▶ **Task to complete**:
Can you return every one of the items below verbatim, without altering a single character?

▶ **Items from a data collection**:

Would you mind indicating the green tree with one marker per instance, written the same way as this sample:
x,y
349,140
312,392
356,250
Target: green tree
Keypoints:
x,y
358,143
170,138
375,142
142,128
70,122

▶ **Result of this exercise**:
Would you mind indicating the green tree with one marker per instance, written the same way as this sample:
x,y
349,140
312,392
356,250
Target: green tree
Keypoints:
x,y
358,143
170,138
375,142
142,128
70,122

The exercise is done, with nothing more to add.